| Set exercise |
Quote every item below verbatim, line by line and character for character, without any alteration.

| Record list |
++++++++++

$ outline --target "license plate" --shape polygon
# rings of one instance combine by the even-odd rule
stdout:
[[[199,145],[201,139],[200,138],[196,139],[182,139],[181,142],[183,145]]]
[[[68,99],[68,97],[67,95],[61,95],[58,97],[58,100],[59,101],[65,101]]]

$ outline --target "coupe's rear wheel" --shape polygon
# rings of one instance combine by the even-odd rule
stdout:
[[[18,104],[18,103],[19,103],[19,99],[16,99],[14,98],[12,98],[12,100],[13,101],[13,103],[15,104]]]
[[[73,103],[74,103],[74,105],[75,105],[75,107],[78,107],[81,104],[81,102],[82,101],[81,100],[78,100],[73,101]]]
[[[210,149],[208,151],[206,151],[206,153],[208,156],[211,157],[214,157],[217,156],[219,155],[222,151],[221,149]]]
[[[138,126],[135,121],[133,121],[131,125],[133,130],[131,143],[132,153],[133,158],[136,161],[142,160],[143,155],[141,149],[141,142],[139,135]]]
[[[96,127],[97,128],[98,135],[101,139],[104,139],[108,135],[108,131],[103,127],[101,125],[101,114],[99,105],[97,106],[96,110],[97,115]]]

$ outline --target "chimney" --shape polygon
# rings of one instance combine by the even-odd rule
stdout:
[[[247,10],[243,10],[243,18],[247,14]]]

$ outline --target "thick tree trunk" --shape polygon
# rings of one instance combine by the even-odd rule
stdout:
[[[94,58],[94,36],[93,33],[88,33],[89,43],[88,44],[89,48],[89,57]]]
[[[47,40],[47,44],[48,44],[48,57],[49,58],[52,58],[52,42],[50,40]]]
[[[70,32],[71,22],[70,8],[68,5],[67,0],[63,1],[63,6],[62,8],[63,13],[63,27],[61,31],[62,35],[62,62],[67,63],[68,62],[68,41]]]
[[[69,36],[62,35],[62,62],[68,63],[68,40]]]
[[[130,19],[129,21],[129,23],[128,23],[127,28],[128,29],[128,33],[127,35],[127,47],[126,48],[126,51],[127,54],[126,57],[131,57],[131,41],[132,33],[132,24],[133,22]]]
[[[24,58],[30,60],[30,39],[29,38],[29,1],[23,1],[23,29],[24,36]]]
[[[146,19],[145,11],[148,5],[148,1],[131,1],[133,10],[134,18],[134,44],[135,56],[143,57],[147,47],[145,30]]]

++++++++++

| Problem solution |
$ outline --target "license plate" --shape polygon
# rings of one instance combine by the even-odd rule
stdout:
[[[199,145],[201,139],[200,138],[196,139],[182,139],[181,142],[183,145]]]
[[[68,99],[68,97],[67,95],[61,95],[58,97],[58,100],[59,101],[65,101]]]

$ outline --target "coupe's rear wheel" --shape polygon
# rings of one instance combine by the even-odd rule
stdout:
[[[18,104],[18,103],[19,103],[19,99],[16,99],[14,98],[12,98],[12,100],[13,101],[13,103],[15,104]]]
[[[73,103],[74,103],[74,105],[75,105],[75,107],[78,107],[81,104],[81,102],[82,101],[81,100],[78,100],[73,101]]]
[[[210,149],[208,151],[206,151],[206,153],[208,156],[211,157],[214,157],[217,156],[219,155],[222,151],[221,149]]]
[[[138,126],[135,121],[133,121],[131,125],[133,130],[131,143],[132,153],[133,158],[136,161],[142,160],[143,155],[141,149],[141,142],[139,135]]]
[[[96,127],[97,128],[98,135],[101,139],[104,139],[108,135],[108,131],[103,127],[101,125],[101,114],[99,105],[97,106],[96,110],[97,115]]]

$ outline --target "chimney" --shape polygon
# rings of one instance combine by the even-odd rule
stdout:
[[[247,10],[243,10],[243,18],[247,14]]]

$ outline --target "thick tree trunk" --shape polygon
# rings of one instance combine by the even-odd rule
stdout:
[[[94,58],[94,36],[93,33],[88,33],[89,43],[88,44],[89,48],[89,57]]]
[[[47,40],[47,44],[48,44],[48,57],[49,58],[52,58],[52,42],[50,40]]]
[[[70,32],[71,22],[70,8],[68,5],[67,0],[63,1],[63,6],[62,8],[63,13],[63,27],[61,31],[62,35],[62,62],[67,63],[68,62],[68,41]]]
[[[69,36],[62,35],[62,62],[68,63],[68,40]]]
[[[130,19],[129,21],[129,23],[128,23],[127,28],[128,29],[128,33],[127,35],[127,47],[126,48],[126,51],[127,54],[126,57],[131,57],[131,41],[132,33],[132,24],[133,22]]]
[[[24,58],[30,60],[30,39],[29,38],[29,1],[23,1],[23,29],[24,36]]]
[[[146,19],[145,11],[148,5],[148,1],[131,1],[133,10],[134,18],[134,44],[135,56],[143,57],[147,47],[145,30]]]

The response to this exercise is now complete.